PASSAGE PROVIDED:
======
Go back in the Old Testament for a moment to Ezra Chapter 10, verse 3. “Now, therefore let us make a covenant with our God to put away all the wives and such as are born of them.” Now, here are the people of God saying, “Let’s make a covenant with God to divorce our wives.” “According to the counsel of my lord and of those who tremble at the commandment of our God and let it be done according to the law.” Now, the reason for this is that they had married pagans. God had forbidden them to do this, and they had entered into mixed marriages. They had become spiritual adulterers. They had abandoned God, they had abandoned God’s commandments, they had married these wives of adultery. And there is a real sense in which God doesn’t even recognize these marriages. So, they said: “Let’s get rid of these wives, for this matter belongs unto thee; we shall, we also will be with thee, be of good courage and do it.” “Then arose Ezra, made the chief priests, the Levites and all Israel swear that they should do according to this word, and they swore.” Now, there actually here is an advocating of divorce. They are told that they should divorce. And it is very difficult, at this point, to interpret the passage in specific; but in general, what it is saying is this: They had entered into adulterous unions. It may well have been that they had divorced their Jewish wives to marry these pagans, and God never really saw those as legitimate marriages. But more than that, they had intermarried in a spiritual adultery, and God sees divorce as legitimate in that case.

Now, let me go a step further. Pagans live by adultery. In other words, their pagan worship was adulterous. They had temple prostitutes, both male and female. And when they went to worship, for example, the people who worshiped Baal would go in and actually engage in sex orgies. And I believe the reason that there can be legitimate grounds for divorce here is because their spouses were pagan adulterers and idolaters. And on that basis, God is permitting them to shed those wives, or husbands, who are engaged in that incessant, unceasing worship of false gods connected not only with idolatry but with adultery. And so, you see implied here then that they were to be divorced because of the spiritual intermarriage with idols, and the physical union they were having with the prostitutes who carried on the idolatrous worship. Now this is a hint, then, at the fact that there is legitimate divorce where there is adultery involved, a very important text.

Evidence from the Prophets

Let me take you to another one that is even more significant. Isaiah Chapter 50, verse 1. Now in this particular verse, the Lord is confronting a wayward, disobedient, sinning people. And He is talking to them as their husband: Israel is My wife; I am her husband, is the idea. And so the Lord says: “Where is the bill of your mother’s divorce whom I have divorced?” Where is your divorce certificate, God says. The answer, of course, is they do not have one. In other words, He is saying, “How dare you join yourselves to idols, how dare you commit spiritual adultery, how dare you abandon God and the worship of the true God, how dare you leave Me, your husband, O Israel, how dare you do that, where is your divorce? What gives you a right to do that? Have I divorced you?” And the answer, of course, is that He had not.
======
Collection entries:
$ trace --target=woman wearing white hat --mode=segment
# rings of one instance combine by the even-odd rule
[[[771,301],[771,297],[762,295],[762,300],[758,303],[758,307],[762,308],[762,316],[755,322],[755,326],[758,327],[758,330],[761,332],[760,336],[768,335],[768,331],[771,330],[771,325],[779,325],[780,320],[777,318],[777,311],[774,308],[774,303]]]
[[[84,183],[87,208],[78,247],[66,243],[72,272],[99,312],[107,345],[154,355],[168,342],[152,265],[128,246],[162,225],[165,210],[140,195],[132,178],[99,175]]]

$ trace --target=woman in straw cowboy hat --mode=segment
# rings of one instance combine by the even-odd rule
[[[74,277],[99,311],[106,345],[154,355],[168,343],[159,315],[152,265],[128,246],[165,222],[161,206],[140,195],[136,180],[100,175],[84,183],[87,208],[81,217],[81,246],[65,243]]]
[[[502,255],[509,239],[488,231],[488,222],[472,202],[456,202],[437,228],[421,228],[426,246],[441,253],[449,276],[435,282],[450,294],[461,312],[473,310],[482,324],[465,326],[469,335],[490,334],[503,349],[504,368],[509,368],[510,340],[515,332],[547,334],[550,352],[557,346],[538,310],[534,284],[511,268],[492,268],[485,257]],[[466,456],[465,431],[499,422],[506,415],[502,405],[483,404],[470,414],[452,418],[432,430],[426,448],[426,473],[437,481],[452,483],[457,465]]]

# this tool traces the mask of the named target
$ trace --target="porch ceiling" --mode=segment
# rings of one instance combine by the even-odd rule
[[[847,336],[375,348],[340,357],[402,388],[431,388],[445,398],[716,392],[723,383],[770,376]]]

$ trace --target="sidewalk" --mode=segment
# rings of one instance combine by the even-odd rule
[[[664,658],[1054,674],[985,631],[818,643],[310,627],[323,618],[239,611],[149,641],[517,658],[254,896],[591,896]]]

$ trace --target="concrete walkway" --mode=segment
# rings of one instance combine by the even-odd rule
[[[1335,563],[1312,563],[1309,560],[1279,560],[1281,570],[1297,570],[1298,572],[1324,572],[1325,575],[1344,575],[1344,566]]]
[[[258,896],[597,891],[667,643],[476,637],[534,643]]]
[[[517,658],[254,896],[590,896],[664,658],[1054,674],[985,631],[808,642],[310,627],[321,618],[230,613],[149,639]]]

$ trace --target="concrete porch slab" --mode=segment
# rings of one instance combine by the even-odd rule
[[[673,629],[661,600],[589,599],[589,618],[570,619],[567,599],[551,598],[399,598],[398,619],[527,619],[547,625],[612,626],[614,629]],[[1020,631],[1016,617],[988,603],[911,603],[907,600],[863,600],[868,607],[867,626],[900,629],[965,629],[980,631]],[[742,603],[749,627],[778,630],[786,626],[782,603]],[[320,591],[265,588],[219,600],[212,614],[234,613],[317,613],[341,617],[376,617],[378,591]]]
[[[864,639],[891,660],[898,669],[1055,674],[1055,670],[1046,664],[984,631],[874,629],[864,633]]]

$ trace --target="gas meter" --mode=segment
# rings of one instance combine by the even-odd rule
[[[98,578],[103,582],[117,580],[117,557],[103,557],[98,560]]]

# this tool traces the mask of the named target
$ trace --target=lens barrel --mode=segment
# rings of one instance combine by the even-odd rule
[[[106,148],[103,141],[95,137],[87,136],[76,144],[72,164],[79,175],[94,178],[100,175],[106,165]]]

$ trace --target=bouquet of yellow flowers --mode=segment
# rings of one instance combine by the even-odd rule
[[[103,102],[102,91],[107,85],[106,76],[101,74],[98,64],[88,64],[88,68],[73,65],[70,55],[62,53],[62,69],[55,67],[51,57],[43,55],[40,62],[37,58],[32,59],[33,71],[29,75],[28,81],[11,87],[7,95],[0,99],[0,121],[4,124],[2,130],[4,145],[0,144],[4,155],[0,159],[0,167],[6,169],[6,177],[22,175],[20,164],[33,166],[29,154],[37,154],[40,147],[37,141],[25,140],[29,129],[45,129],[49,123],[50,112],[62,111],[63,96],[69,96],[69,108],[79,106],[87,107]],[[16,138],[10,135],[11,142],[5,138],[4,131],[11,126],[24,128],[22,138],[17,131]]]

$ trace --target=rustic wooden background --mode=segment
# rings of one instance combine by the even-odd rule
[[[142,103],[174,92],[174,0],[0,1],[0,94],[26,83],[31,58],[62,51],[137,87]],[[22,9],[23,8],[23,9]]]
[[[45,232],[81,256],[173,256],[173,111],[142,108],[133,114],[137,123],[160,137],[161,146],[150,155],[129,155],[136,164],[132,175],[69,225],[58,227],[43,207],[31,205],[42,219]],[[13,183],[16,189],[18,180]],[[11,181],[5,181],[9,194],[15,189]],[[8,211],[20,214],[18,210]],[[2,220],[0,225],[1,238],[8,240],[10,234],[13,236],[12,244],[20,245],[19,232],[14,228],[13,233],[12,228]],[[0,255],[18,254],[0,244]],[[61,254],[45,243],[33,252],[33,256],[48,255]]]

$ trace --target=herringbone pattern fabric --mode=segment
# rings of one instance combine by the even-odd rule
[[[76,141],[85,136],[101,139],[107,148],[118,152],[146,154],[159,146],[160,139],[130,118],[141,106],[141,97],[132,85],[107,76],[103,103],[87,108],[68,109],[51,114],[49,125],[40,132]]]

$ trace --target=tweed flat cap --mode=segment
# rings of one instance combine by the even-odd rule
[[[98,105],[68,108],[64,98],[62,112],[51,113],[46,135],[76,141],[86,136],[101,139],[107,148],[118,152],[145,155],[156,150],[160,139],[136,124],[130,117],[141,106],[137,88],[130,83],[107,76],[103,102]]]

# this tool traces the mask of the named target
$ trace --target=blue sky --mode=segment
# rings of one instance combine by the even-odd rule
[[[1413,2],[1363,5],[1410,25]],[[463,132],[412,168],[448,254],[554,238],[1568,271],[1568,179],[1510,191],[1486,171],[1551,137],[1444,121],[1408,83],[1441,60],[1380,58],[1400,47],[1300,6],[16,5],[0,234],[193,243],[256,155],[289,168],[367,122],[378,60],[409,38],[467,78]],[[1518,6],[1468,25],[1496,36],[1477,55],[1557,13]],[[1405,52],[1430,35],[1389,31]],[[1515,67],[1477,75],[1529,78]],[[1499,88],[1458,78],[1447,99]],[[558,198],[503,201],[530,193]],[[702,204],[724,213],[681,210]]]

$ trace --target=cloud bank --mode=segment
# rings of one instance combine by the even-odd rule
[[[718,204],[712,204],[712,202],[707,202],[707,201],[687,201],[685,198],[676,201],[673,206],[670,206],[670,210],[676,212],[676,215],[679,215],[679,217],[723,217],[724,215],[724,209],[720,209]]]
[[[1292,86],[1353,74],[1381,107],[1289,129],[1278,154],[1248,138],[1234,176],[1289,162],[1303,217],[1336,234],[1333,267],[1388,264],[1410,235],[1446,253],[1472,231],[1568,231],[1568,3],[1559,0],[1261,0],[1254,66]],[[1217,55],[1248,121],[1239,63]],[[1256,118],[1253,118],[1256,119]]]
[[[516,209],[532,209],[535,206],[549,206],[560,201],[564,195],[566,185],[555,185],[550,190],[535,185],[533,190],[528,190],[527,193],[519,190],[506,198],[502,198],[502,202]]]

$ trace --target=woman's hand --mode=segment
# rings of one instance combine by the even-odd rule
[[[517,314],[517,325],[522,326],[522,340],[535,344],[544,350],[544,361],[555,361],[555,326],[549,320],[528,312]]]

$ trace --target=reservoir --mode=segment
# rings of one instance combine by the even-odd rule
======
TASK LIST:
(a) In the passage on divorce in the Old Testament, which groups did Ezra make swear to act according to this word? List every one the passage names.
(b) Carry on the passage on divorce in the Old Testament from the point where it stops.
These records were drawn from a different source.

RESPONSES IN ORDER:
(a)
- The chief priests
- The Levites
- All Israel

(b)
But look at Jeremiah 3:8. And now you are later than Isaiah. For 700 years now, God has been calling to Israel. For 700 years, He has been saying, “Stop your idols, stop your idols, stop your spiritual adultery.” For 700 years, Israel has been spiritually adulterous, joining itself to other husbands, other deities. Seven hundred years of incessant spiritual adultery with other gods. And finally, after the 700 years, Chapter 3 of Jeremiah, verse 8, says, “And I saw when for all the causes whereby Israel committed adultery I had divorced her and given her a bill of divorce.”

Now, guess who divorces here? Who does it? God does it. God, after 700 years, divorced Israel. That is what He says. That is the analogy that He uses. And He did it for her committing adultery. Now if you want to know, then, what the basis of a divorce is in the Old Testament, it is adultery, because that is the only way you could break a marriage was through adultery because if you committed adultery, you would be dead, and that would break the marriage and free the partner. But if God was gracious and didn’t take your life, divorce was permitted but only when there was hardness of heart that could never be resolved, you see? And it took God 700 years to get to that place. So, it is a great illustration of patience, isn’t it? You do not say, “My husband did it once; that’s the end of him.” There needs to be an understanding of that. It is for continued hardness of heart. So, even God divorced. That is such an important, important passage because God, my friend, does not do things that are not right, and God doesn’t give us living illustrations of His own behavior that we cannot follow. You understand that? So that is why it grieves me that people will come along and say there is no grounds for divorce; there is. But it is in a prolonged, unrepentant, irreconcilable case of adultery. That is the essence of what even the Lord is indicating.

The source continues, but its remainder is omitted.